» **READING TEXT**
As the coronavirus pandemic continues, one set of tools increasingly mooted as offering a potential way out of lockdown are contact-tracing mobile apps.
Contact tracing itself is nothing new as a fundamental component of outbreak control, albeit usually done in a manual manner. This is achieved, for instance, by researching the movements of a confirmed infected individual, and contacting all those who may have come into contact with her.
What’s new is automating this process via the use of the ubiquitous mobile phone. An application installed on the phone will track the user’s movements while Bluetooth signals emitted periodically will be able to determine the length of proximity to other people. The central idea is that an individual who contracts COVID-19 can mark themselves as such, which will then send out an alert to the phones of people who have been near the infected person for a certain period of time.
Such an activity raises a host of ethical and security questions, however, particularly in the security of the data detailing people’s movements.
The large American tech companies such as Apple and Google favour a decentralised approach, which keeps data about user movements on an individual’s phone, thus maximising user privacy.
Some nations, however, favour a centralised model whereby such data will be processed in a central server, potentially allowing for better data processing and the gleaning of insights about how the virus itself spreads.
While the world is currently split, it seems likely that one form will prevail over the other - think Blu-ray vs HD DVD or Betamax vs VHS. The UK, which has been developing an app on the centralised model, has reportedly commissioned a feasibility study into moving in a decentralised direction. That development came after the UK’s app was trialled on the Isle of Wight, where some 40,000 people have been testing the application.

» **WHAT YOU WILL DO**
A. According to the contact-tracing text, how many people have been testing the UK's app on the Isle of Wight?
B. Decide whether each statement agrees with the contact-tracing text. Give yes or no for each, and quote the deciding words.
(i) Apple and Google favor a centralized approach.
(ii) Bluetooth signals are meant to determine the length of proximity to other people.
(iii) The UK's app was trialled on the Isle of Wight.
C. Return the part of the contact-tracing text from "What’s new is" up to and including "detailing people’s movements.", copied without any change.

» **PROVIDED RECORDS**
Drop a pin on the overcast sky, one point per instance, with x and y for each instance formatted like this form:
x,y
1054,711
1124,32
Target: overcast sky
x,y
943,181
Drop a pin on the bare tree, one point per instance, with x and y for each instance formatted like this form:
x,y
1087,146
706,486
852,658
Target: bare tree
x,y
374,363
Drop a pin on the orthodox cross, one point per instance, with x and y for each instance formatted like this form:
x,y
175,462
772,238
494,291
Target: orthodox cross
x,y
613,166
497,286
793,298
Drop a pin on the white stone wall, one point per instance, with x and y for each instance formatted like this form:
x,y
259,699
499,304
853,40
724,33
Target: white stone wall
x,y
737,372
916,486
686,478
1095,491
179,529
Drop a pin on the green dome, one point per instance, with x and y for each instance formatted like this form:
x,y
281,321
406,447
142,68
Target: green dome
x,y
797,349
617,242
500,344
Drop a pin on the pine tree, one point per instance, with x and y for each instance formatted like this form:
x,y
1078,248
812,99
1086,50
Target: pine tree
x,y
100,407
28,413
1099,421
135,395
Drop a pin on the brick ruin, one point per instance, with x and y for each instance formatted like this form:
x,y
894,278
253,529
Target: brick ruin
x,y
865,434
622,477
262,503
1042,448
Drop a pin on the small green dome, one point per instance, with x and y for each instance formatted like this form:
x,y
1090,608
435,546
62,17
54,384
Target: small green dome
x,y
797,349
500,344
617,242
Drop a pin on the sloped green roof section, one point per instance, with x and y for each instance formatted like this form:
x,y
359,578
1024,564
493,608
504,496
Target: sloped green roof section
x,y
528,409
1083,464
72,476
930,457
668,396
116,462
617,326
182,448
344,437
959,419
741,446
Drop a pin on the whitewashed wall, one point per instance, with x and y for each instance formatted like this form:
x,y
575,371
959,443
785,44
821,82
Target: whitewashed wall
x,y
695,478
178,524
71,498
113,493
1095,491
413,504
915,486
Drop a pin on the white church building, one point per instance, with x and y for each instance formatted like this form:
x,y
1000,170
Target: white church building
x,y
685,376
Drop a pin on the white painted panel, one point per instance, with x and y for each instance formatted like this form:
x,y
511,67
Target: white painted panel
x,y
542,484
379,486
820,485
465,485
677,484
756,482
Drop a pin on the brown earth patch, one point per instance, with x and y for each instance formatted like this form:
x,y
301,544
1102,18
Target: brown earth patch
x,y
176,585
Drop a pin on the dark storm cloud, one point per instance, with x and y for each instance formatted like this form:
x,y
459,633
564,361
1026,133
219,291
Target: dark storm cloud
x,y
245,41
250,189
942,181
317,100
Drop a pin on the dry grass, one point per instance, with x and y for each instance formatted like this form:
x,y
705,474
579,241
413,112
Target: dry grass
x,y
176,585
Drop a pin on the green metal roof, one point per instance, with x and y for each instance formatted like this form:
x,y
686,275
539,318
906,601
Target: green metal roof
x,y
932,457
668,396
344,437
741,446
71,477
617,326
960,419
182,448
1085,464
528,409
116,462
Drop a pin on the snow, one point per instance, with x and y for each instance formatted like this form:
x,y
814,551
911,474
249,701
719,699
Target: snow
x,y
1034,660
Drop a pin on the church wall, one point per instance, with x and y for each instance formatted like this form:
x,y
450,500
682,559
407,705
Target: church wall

» **ANSWERS BY ITEM NUMBER**
A. Some 40,000 people.

B.
(i) No: "The large American tech companies such as Apple and Google favour a decentralised approach"
(ii) Yes: "Bluetooth signals emitted periodically will be able to determine the length of proximity to other people"
(iii) Yes: "the UK’s app was trialled on the Isle of Wight"

C.
What’s new is automating this process via the use of the ubiquitous mobile phone. An application installed on the phone will track the user’s movements while Bluetooth signals emitted periodically will be able to determine the length of proximity to other people. The central idea is that an individual who contracts COVID-19 can mark themselves as such, which will then send out an alert to the phones of people who have been near the infected person for a certain period of time.
Such an activity raises a host of ethical and security questions, however, particularly in the security of the data detailing people’s movements.